Identify every line in the dataset items below that contains the word "eyeglasses", and copy each one in full. The match is case-sensitive.
-- Start EXTRACTED RECORDS --
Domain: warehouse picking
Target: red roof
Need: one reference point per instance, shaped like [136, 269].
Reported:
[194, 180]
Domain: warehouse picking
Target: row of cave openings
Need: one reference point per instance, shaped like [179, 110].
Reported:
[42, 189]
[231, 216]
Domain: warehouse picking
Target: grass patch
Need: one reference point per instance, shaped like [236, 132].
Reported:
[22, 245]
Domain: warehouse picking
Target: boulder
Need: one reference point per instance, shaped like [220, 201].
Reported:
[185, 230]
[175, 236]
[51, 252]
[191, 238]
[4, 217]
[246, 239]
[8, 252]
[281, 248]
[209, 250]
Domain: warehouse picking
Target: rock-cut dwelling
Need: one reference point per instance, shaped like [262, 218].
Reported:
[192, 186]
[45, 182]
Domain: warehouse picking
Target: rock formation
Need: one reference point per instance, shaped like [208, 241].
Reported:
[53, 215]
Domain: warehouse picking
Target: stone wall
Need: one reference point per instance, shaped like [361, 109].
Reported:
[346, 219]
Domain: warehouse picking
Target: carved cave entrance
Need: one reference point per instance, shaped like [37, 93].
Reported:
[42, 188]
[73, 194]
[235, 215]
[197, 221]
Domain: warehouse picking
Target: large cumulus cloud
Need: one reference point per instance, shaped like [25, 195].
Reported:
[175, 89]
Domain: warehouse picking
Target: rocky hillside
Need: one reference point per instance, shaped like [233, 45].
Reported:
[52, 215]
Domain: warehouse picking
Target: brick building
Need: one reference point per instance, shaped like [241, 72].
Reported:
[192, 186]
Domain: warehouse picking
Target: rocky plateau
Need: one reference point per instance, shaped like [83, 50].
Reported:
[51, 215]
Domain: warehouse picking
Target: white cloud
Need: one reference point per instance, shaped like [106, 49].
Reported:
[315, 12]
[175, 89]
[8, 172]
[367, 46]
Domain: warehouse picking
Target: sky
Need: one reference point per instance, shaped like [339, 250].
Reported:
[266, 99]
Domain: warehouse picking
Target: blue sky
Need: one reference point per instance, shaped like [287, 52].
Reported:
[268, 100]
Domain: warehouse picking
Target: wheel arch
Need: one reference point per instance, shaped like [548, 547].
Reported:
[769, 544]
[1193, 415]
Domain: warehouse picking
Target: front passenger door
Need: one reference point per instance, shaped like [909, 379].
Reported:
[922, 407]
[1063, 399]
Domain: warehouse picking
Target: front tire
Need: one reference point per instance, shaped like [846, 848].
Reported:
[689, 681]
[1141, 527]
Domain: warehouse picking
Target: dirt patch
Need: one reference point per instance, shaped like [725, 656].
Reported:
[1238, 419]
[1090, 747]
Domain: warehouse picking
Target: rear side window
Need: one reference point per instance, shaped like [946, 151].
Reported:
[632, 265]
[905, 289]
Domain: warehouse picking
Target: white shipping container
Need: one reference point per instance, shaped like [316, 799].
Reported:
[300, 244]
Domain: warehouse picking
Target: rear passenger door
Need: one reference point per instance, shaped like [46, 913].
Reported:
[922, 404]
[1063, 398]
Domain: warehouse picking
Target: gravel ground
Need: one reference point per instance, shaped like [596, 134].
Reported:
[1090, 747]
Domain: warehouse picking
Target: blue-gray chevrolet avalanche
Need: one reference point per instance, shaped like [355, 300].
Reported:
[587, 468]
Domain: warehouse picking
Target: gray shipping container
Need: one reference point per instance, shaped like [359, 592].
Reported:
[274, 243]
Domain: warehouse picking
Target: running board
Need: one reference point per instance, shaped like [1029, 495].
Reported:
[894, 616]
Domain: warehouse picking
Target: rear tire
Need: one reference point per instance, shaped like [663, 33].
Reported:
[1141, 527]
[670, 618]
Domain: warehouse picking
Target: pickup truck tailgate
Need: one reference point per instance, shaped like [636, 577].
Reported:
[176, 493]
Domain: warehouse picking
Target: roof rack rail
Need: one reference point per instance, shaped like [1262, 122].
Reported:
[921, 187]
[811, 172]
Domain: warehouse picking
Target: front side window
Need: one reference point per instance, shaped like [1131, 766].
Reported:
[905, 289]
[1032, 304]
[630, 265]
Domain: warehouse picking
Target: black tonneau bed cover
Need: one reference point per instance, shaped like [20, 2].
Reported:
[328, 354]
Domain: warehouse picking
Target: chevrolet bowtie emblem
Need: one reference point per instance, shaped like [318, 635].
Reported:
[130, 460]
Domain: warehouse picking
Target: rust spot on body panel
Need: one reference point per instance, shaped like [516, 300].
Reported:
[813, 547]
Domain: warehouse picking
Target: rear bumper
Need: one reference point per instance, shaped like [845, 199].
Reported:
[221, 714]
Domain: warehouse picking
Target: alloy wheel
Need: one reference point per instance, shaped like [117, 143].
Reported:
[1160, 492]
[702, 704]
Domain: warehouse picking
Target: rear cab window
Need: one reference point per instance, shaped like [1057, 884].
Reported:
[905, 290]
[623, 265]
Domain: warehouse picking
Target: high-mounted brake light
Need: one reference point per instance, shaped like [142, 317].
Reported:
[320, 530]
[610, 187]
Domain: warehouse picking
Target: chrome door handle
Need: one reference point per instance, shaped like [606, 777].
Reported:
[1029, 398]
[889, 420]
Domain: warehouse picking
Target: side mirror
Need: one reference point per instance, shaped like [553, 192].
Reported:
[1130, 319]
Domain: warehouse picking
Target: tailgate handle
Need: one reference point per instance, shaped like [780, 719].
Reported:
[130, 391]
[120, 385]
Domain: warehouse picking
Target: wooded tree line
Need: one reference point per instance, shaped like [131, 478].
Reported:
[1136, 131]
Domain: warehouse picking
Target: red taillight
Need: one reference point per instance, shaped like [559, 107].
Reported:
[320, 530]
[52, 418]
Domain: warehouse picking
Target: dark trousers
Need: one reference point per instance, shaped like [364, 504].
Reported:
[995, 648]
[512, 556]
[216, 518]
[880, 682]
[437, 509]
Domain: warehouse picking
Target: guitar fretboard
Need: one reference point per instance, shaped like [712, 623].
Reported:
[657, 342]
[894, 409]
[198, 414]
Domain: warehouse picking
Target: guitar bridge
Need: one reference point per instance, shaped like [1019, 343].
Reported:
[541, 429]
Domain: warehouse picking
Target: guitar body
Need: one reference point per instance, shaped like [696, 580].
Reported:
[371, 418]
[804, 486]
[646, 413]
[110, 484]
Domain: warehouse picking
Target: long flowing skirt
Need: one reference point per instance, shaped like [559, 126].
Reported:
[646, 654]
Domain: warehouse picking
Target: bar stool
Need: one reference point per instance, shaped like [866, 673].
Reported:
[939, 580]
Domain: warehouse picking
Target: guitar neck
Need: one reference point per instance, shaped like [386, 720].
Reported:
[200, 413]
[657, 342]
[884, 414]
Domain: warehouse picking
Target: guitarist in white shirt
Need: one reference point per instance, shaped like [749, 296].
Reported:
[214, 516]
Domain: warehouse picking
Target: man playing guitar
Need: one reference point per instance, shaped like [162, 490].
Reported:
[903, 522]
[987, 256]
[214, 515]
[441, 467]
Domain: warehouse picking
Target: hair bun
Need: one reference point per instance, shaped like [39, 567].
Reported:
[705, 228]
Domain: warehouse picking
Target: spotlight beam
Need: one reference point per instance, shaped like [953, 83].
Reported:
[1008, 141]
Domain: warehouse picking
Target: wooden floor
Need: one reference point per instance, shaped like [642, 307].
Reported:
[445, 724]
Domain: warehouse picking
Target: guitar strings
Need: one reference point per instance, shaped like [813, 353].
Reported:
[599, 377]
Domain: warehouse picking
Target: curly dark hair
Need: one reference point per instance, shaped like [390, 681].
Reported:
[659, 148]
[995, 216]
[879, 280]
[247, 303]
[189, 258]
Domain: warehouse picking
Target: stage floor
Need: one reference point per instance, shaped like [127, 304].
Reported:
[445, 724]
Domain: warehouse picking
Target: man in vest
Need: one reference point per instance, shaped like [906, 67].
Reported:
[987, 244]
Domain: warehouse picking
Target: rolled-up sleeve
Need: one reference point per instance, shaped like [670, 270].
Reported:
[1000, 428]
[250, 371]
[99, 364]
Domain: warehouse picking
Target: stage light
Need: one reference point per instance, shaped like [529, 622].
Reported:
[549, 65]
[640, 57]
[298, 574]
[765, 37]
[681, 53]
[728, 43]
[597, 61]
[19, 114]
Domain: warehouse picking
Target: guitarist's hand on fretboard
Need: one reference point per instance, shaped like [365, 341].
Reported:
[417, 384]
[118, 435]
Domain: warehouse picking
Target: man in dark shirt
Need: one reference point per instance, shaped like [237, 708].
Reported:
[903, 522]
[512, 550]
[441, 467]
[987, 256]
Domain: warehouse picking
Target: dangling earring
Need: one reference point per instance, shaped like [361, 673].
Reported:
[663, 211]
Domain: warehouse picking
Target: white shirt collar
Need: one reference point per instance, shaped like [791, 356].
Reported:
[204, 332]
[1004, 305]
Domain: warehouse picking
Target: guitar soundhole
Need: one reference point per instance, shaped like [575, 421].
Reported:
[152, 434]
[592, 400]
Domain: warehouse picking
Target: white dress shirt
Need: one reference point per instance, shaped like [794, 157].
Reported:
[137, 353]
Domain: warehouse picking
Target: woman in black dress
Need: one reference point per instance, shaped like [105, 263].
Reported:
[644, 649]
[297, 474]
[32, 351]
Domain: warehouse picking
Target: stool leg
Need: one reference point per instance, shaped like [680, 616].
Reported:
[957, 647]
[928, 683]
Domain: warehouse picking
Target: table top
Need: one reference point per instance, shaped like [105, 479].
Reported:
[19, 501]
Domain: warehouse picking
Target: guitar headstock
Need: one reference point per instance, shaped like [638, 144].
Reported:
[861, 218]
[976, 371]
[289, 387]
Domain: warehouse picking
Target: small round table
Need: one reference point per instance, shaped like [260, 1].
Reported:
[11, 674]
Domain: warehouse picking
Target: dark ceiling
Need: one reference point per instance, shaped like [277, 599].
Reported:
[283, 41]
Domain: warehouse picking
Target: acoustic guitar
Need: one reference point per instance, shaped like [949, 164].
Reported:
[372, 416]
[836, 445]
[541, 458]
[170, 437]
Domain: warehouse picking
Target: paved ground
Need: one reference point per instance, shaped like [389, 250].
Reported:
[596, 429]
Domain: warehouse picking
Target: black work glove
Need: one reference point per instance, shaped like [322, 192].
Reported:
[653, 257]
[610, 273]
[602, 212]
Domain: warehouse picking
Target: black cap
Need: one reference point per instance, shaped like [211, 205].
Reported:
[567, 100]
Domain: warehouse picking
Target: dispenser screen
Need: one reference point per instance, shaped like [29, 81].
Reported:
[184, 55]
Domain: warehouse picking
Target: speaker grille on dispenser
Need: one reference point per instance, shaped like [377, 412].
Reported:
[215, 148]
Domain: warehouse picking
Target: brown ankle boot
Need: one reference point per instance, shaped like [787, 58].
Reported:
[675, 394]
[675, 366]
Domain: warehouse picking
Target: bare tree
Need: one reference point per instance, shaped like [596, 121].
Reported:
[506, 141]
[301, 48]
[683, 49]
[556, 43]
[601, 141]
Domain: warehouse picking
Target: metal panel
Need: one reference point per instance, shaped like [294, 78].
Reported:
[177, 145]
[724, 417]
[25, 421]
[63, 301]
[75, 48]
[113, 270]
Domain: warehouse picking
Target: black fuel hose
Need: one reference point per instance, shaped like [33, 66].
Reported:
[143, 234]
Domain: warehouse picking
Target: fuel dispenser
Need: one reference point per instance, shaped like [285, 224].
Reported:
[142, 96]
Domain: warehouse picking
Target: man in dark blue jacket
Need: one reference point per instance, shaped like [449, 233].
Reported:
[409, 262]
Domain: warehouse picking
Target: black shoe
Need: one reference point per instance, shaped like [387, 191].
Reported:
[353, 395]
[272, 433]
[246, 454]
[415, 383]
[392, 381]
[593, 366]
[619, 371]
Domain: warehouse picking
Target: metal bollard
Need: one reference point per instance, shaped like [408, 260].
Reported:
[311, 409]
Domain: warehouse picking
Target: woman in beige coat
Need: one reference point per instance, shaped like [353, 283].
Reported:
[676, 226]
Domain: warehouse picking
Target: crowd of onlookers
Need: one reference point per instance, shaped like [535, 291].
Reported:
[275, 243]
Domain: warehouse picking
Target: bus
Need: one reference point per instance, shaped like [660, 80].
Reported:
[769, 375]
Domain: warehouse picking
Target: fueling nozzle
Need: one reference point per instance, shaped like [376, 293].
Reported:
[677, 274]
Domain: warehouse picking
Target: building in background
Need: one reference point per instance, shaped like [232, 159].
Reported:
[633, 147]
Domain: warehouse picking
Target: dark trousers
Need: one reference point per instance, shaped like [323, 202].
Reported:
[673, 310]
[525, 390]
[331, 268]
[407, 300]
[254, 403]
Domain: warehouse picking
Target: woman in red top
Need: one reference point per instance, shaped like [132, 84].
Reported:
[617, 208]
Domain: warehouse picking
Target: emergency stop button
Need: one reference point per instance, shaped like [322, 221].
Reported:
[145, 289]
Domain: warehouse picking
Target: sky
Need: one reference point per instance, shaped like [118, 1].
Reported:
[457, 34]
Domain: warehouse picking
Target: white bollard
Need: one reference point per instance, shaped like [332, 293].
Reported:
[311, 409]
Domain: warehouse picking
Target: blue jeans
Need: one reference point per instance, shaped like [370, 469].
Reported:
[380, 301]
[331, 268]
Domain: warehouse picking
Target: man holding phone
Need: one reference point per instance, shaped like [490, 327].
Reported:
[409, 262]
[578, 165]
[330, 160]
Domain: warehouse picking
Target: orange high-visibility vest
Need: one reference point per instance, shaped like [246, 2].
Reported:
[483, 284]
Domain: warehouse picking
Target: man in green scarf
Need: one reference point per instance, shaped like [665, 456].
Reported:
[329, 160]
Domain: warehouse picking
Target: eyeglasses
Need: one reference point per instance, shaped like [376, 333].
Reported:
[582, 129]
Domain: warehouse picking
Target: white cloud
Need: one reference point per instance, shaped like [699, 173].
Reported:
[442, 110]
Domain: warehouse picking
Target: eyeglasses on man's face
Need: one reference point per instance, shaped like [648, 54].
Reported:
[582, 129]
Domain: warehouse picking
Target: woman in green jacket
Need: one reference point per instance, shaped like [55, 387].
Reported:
-- End EXTRACTED RECORDS --
OUTPUT OF THE TASK:
Target: eyeglasses
Target: eyeglasses on man's face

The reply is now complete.